Task:
All entries, exactly as written, should be output again.

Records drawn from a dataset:

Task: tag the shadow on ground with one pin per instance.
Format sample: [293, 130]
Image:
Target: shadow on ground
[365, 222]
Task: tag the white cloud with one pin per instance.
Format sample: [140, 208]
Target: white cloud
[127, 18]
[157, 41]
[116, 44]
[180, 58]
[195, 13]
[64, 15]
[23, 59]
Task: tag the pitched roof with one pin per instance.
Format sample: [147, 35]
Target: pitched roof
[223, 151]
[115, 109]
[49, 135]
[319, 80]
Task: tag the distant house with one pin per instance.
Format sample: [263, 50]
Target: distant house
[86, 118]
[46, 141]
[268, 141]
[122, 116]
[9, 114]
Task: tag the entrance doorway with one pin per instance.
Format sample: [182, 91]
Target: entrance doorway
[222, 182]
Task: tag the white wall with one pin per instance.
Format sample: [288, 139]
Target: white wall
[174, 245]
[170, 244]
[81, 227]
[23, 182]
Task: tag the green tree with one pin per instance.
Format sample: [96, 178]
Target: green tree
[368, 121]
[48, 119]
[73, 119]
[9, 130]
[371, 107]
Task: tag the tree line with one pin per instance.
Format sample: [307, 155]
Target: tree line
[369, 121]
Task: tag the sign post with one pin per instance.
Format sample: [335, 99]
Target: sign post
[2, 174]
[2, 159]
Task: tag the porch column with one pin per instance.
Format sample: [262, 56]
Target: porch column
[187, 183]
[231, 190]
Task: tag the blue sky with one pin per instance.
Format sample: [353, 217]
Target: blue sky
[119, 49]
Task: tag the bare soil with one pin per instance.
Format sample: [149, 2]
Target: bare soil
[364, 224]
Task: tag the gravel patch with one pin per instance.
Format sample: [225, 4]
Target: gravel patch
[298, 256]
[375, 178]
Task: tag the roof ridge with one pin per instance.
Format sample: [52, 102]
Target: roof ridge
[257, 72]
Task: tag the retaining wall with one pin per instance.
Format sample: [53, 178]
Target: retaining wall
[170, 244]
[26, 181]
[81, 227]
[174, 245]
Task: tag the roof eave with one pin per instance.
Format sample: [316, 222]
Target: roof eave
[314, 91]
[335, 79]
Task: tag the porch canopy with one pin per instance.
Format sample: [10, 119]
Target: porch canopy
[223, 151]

Exercise response:
Task: tag the shadow on ground with one pin per instance.
Format sample: [293, 130]
Image:
Target: shadow on ground
[365, 222]
Task: tag the white cloud with one pin per instance.
Format sample: [140, 208]
Target: white cloud
[127, 18]
[157, 41]
[116, 44]
[180, 58]
[195, 13]
[64, 15]
[23, 59]
Task: tag the pitched roof with one pin per instance.
Format sample: [147, 35]
Target: pitched roof
[223, 151]
[115, 109]
[49, 135]
[319, 80]
Task: tag the distant house with one pin per instance.
Format sample: [263, 50]
Target: distant house
[86, 118]
[46, 141]
[268, 141]
[122, 116]
[9, 114]
Task: tag the entrance doorway with one pin per instance.
Format sample: [182, 91]
Target: entrance doorway
[222, 182]
Task: tag the white wall with one pin per instance.
Format sample: [288, 139]
Target: white wall
[174, 245]
[170, 244]
[81, 227]
[23, 182]
Task: tag the green tree with one pin per instance.
Format sample: [96, 178]
Target: green tree
[368, 121]
[48, 119]
[73, 119]
[9, 130]
[371, 107]
Task: tag the tree line with one pin per instance.
Format sample: [307, 155]
Target: tree line
[369, 121]
Task: tag the sign post with one pin per instance.
Format sample: [335, 99]
Target: sign post
[2, 174]
[2, 159]
Task: tag the porch column with one pin per instance.
Format sample: [262, 56]
Target: porch column
[187, 183]
[231, 190]
Task: tag the blue sky with one pin per instance.
Format sample: [353, 217]
Target: blue sky
[119, 49]
Task: tag the bare soil with one pin per instance.
Format sample: [149, 2]
Target: bare soil
[364, 224]
Task: tag the gravel patch with one pin per instance.
Format sample: [225, 4]
Target: gravel patch
[298, 256]
[375, 178]
Task: tag the roof ridge with one pin per instance.
Format sample: [52, 102]
Target: roof ridge
[257, 72]
Task: tag the retaining wall with one pin per instance.
Format sample: [53, 178]
Target: retaining wall
[170, 244]
[26, 181]
[81, 227]
[174, 245]
Task: tag the roof eave with one pin per instance.
Format sample: [316, 222]
Target: roof eave
[314, 91]
[335, 79]
Task: tag the porch canopy with one pin per instance.
Format sample: [10, 119]
Target: porch canopy
[223, 151]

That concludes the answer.